* **Directions for this task**
Go over the records and copy every line with the string "below".

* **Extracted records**

※ ※ ※

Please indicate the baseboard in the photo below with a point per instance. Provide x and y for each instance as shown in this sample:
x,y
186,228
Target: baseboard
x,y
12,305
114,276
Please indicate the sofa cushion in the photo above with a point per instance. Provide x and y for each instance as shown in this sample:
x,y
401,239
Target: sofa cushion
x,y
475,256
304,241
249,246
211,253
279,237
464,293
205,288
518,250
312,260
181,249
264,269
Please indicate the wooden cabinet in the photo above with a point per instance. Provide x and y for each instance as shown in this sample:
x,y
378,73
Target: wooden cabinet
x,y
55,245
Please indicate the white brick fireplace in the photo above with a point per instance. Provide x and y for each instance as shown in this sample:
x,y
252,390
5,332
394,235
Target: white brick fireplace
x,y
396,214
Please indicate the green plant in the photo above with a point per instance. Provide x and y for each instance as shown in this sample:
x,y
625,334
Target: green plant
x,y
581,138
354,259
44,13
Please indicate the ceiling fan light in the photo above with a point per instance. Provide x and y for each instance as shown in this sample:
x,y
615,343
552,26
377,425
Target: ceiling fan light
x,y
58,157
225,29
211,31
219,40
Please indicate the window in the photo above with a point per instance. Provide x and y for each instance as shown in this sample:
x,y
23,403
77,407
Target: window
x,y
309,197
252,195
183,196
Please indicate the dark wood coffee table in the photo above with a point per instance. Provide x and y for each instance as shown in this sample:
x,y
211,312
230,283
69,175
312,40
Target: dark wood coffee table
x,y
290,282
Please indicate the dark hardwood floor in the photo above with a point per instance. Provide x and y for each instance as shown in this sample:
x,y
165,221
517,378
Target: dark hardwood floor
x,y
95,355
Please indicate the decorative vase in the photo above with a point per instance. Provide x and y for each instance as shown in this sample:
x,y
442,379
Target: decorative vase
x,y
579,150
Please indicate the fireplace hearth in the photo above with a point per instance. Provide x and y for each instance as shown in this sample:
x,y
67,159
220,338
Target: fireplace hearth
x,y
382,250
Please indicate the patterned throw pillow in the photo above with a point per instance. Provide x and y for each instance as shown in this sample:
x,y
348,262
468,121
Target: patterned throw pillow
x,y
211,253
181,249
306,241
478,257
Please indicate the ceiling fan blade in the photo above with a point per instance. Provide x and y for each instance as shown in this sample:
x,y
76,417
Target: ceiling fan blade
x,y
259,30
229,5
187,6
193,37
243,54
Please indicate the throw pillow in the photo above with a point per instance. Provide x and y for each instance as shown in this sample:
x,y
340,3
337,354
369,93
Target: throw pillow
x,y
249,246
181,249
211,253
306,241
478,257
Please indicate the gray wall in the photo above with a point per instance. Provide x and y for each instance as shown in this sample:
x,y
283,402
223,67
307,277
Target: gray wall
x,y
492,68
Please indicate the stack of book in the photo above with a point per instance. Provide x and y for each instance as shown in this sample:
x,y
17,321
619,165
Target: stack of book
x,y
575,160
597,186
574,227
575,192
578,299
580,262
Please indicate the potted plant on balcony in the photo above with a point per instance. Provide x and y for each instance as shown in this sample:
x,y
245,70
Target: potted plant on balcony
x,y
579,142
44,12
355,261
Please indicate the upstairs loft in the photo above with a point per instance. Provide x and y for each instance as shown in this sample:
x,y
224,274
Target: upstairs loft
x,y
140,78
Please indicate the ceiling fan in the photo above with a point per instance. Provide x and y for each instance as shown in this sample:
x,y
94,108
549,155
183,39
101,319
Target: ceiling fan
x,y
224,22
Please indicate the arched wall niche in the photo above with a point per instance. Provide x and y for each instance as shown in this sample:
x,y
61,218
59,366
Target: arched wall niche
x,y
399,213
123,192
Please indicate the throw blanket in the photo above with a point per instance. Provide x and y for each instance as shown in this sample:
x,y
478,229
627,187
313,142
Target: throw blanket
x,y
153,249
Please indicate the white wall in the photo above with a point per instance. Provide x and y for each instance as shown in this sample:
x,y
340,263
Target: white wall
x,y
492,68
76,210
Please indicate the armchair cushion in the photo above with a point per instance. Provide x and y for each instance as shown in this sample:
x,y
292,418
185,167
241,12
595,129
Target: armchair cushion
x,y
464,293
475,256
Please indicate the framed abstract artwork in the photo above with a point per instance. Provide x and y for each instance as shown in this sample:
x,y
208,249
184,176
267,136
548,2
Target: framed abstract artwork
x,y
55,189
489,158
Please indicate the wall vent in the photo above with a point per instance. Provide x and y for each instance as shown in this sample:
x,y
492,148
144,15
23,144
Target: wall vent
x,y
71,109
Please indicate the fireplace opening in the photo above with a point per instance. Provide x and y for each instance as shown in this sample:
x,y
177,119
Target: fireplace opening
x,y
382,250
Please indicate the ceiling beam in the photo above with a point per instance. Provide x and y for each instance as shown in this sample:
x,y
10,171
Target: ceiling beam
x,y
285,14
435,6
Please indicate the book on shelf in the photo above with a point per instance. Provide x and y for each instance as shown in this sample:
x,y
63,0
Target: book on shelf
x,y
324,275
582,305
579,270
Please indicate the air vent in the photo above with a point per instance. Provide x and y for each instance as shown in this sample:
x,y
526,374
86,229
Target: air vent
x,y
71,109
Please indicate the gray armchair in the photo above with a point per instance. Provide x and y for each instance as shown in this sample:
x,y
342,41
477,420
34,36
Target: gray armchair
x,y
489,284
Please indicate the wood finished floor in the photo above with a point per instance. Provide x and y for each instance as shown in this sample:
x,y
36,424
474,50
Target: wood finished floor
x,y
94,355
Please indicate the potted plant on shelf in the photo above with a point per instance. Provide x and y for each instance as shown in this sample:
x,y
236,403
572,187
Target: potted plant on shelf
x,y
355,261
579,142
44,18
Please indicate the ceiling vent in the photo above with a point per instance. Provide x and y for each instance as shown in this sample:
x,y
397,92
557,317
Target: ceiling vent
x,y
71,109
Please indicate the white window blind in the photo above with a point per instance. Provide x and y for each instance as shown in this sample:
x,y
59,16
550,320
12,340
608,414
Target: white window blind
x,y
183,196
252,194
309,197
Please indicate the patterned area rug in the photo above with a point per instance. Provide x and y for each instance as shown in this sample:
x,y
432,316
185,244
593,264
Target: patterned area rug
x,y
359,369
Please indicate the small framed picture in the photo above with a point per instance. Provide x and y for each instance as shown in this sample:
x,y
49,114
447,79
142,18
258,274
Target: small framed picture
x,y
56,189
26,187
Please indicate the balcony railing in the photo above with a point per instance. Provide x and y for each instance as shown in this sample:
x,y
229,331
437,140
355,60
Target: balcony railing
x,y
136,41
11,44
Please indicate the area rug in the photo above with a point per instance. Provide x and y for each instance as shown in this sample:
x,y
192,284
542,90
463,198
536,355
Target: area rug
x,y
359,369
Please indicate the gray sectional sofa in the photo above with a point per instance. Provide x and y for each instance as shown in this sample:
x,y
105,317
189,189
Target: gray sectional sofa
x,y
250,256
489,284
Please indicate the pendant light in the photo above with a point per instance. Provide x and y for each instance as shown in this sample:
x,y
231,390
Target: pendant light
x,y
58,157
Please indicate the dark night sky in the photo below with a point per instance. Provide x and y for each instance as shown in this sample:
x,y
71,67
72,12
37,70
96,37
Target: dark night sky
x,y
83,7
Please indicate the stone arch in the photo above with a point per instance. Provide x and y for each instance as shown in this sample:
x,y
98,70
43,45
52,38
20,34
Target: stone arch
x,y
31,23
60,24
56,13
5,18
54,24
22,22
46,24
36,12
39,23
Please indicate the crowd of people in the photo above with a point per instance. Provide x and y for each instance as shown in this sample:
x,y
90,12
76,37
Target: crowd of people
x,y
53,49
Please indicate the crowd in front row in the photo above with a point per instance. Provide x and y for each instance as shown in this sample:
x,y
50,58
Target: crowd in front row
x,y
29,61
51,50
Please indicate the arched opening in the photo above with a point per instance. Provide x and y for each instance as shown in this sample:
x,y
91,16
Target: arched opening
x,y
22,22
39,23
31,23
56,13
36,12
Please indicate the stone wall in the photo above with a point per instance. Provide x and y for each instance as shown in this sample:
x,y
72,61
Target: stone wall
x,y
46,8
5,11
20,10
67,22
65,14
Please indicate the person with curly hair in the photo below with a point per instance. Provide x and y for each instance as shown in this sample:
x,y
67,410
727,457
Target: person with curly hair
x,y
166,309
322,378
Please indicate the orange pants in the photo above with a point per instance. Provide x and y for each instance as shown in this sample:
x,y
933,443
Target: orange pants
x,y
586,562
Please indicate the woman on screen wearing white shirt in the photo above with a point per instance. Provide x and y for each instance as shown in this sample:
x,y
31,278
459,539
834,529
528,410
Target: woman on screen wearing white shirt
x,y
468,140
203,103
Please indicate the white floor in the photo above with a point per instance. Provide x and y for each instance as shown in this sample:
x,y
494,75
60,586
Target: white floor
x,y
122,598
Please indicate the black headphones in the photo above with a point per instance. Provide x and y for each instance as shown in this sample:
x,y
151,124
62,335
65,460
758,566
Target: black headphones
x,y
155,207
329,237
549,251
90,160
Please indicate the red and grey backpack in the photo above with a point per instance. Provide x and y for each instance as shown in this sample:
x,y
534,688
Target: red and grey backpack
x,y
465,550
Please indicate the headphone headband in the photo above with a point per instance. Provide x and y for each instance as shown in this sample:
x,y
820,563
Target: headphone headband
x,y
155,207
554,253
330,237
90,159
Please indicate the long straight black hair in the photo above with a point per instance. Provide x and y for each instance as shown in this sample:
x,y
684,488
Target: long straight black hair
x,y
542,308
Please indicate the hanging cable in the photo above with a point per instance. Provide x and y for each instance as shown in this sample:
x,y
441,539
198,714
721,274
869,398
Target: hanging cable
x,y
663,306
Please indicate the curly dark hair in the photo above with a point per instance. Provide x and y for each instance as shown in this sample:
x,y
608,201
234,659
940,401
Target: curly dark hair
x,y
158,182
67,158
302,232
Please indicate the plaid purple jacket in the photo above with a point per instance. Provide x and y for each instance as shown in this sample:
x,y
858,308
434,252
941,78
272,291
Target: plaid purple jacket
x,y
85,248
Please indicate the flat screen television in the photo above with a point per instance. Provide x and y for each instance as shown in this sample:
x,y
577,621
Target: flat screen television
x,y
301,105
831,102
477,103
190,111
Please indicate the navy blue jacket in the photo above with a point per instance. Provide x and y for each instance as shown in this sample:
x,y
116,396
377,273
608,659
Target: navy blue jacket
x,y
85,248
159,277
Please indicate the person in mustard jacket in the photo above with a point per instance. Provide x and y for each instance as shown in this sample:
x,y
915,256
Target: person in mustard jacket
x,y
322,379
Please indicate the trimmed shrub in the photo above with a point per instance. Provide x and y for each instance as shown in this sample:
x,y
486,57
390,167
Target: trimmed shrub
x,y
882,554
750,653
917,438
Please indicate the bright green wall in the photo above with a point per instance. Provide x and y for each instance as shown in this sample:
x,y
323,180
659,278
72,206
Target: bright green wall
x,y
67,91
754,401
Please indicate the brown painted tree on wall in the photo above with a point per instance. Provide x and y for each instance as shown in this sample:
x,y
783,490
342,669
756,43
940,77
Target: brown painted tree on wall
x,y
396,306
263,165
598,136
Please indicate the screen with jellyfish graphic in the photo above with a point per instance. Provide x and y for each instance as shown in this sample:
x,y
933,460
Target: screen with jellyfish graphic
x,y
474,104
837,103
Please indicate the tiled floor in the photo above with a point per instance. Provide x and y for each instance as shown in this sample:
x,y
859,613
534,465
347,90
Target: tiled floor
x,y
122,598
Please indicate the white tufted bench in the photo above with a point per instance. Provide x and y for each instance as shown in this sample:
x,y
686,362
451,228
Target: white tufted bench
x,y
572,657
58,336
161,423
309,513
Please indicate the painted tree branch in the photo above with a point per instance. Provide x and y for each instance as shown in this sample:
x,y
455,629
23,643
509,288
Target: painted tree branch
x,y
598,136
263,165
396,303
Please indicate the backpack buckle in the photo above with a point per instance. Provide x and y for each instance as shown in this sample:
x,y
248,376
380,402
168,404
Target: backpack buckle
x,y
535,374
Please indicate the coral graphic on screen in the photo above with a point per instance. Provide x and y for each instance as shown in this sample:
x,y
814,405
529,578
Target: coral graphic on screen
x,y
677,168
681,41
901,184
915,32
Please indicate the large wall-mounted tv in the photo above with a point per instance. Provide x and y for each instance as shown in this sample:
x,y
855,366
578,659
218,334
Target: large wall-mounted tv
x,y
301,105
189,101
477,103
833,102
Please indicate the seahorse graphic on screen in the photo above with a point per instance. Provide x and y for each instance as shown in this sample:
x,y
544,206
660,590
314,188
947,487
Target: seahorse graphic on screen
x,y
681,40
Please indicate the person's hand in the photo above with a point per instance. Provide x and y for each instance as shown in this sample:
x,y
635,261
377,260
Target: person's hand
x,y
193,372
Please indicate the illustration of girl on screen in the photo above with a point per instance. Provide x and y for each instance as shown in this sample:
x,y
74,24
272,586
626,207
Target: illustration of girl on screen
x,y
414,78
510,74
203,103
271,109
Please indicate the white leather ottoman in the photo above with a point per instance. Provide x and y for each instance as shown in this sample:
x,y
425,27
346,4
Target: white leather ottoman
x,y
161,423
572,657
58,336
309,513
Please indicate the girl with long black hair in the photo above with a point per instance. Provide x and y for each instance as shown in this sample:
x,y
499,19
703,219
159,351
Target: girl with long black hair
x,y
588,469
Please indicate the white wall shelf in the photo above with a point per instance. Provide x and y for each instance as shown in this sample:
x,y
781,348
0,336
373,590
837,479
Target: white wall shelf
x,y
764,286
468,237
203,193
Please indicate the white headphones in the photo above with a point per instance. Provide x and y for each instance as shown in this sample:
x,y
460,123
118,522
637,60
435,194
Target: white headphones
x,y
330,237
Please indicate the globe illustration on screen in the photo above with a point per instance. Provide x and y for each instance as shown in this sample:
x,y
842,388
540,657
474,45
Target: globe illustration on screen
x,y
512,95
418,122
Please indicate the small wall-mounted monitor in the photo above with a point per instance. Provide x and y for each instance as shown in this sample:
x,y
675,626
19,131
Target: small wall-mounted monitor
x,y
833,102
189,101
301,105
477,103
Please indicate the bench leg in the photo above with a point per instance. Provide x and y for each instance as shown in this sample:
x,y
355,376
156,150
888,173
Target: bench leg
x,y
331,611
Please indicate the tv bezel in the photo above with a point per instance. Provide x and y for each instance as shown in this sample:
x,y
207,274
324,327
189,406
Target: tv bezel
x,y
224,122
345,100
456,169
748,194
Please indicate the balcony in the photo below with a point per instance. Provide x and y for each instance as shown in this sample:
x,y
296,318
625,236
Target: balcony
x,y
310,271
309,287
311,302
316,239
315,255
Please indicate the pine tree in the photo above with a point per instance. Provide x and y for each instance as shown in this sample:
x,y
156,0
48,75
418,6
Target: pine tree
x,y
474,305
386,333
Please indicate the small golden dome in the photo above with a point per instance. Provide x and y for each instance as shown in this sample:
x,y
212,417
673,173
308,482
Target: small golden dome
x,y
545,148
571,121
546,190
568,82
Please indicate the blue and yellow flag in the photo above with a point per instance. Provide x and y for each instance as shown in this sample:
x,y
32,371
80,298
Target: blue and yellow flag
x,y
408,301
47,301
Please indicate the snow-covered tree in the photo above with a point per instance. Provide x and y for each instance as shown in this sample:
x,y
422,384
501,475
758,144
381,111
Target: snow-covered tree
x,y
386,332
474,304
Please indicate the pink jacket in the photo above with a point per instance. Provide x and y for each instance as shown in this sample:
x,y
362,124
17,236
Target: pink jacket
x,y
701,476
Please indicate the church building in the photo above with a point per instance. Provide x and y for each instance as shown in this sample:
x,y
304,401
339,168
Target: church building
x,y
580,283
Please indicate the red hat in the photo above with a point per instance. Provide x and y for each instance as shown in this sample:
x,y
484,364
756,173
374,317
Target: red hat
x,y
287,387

※ ※ ※

* **Answer for the task**
Please indicate the baseboard in the photo below with a point per instance. Provide x and y for each instance as shown in this sample:
Please indicate the dark night sky in the photo below with a point per instance. Provide x and y for each instance as shown in this sample:
Please indicate the person with curly hair in the photo below with a point per instance. Provide x and y for each instance as shown in this sample:
Please indicate the balcony in the photo below with a point per instance. Provide x and y for each instance as shown in this sample:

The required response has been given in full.